:: AUFGABE ::
Welche Präsidenten sollen laut dem Textauszug über die Grunwald-Feier an der Staatsfeier teilnehmen?

:: TEXTAUSZUG ::
Offizielle Staatsfeier contra Mittelalter-Event fürs Volk

Daß bei einem solchen „Grunwald“ der ideologische Vorteil längst in einen geldwerten umgeschlagen ist, konnte der Leser im Frühjahr erleben. Die vor Ort bis dato so gut wie abwesende Kulturpolitik versetzte die Eigentümer des Historienspektakels in wahre Panik, als sie – eingedenk des 600. Jahrestages der Schlacht – den 15. Juli zum nationalen Großereignis erklärte, die kommunale Selbstverwaltung regelrecht überfuhr und den Standort kurzerhand für eine großzügig angelegte Staatsfeier in Beschlag nahm, an der auch die Präsidenten von Polen und Litauen teilnehmen sollen.

Ein Sturm der Entrüstung erfaßte die Mittelalter-Freaks und fand seine geräuschvolle Fortsetzung gar im ehrwürdigen Feuilleton, richtete sich aber bei weitem nicht gegen den weihevoll-staatstragenden Charakter der Feier, sondern – einzig und allein – gegen ihren Termin. Dieser kollidierte nämlich entschieden mit dem Veranstaltungskalender des Spektakels, das gewöhnlich ebenfalls am 15. Juli für zwei bis drei Tage seine Pforten öffnete, bevor es dann am darauffolgenden Wochenende zur entscheidenden Schlacht ging. Durch den Eingriff des Staates sahen sich aber diesmal die Eigentümer von „Grunwald“ um die Hälfte ihrer Einnahmen gebracht. Der gewohnte Zustrom von Zuschauern, so klagten sie, reduziere sich nun auf lediglich einen Tag.

:: AUSZUG AUS EINTRÄGEN ::
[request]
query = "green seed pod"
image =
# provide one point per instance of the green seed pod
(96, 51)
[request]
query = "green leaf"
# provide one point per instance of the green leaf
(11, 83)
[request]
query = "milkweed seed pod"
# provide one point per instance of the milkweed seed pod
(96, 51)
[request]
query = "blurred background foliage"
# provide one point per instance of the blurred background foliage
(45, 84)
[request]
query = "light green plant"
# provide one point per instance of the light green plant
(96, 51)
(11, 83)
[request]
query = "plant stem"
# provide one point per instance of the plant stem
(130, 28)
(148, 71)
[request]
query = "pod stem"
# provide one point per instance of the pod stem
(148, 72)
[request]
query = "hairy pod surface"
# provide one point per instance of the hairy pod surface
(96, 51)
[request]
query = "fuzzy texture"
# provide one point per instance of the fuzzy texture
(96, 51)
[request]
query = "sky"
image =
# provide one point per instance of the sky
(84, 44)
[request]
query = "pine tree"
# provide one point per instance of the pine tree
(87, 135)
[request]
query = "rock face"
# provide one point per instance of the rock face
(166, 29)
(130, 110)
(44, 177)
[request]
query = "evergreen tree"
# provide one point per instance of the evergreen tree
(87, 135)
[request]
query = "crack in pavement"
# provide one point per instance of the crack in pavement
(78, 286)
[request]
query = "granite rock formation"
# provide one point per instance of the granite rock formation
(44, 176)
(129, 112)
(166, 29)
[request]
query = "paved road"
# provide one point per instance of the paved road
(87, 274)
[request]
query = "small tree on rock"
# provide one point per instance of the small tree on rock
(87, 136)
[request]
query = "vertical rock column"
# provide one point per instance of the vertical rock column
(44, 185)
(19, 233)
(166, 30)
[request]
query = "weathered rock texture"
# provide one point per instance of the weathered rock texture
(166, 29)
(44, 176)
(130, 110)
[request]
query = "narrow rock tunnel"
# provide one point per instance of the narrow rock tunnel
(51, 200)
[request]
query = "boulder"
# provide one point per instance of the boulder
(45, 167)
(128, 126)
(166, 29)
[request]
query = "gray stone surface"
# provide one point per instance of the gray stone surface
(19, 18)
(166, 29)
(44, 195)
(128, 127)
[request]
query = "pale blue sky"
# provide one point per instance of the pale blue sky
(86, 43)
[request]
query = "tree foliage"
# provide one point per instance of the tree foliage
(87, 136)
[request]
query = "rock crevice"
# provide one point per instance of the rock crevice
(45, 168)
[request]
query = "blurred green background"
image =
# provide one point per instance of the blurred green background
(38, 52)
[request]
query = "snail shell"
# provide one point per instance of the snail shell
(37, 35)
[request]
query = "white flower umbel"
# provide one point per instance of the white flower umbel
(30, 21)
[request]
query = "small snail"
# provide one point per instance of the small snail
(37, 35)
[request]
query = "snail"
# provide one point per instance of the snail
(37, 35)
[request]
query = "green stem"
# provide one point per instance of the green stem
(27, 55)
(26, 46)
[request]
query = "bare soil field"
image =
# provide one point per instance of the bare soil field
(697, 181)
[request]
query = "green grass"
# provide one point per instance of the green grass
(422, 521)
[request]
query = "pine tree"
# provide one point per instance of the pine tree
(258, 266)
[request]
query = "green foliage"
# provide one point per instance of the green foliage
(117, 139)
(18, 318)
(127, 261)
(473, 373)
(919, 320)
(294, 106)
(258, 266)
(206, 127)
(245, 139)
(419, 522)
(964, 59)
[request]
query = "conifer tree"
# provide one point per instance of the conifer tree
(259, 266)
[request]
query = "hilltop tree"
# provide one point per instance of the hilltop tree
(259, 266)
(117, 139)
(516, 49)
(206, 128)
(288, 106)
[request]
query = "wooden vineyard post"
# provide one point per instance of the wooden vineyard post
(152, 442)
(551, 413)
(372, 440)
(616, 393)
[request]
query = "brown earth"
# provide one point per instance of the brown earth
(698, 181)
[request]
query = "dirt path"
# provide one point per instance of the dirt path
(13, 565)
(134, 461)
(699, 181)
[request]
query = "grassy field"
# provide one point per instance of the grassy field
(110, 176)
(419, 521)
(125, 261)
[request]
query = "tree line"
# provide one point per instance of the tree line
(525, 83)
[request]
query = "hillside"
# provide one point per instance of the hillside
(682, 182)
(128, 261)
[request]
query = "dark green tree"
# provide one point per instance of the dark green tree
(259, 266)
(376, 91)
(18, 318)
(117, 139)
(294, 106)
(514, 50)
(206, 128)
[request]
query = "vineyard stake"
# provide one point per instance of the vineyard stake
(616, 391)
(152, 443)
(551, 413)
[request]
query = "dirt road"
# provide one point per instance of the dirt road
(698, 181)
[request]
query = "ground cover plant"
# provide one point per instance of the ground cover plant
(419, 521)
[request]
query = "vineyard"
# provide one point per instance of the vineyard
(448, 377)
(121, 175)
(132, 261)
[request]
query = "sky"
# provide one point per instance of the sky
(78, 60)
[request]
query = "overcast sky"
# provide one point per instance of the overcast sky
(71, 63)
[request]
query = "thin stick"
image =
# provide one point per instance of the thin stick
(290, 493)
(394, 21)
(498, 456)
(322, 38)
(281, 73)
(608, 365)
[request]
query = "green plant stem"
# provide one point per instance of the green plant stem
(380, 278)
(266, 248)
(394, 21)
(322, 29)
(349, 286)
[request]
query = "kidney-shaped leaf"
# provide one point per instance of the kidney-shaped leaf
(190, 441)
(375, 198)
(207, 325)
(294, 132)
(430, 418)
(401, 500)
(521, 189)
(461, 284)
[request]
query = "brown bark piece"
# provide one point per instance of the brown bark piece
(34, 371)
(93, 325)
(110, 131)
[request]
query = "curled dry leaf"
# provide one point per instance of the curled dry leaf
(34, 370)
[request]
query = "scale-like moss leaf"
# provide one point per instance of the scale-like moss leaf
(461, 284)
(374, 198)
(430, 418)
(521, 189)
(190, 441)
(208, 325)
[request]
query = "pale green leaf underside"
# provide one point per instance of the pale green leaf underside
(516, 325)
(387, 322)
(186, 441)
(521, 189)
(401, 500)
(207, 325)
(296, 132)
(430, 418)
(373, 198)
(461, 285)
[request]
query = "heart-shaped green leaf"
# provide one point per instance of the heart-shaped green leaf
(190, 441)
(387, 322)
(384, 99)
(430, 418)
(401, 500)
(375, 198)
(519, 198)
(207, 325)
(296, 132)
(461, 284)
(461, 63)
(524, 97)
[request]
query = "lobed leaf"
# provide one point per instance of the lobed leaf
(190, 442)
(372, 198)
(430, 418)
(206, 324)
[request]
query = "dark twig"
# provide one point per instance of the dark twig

:: LÖSUNG ::
Die Präsidenten von Polen und Litauen.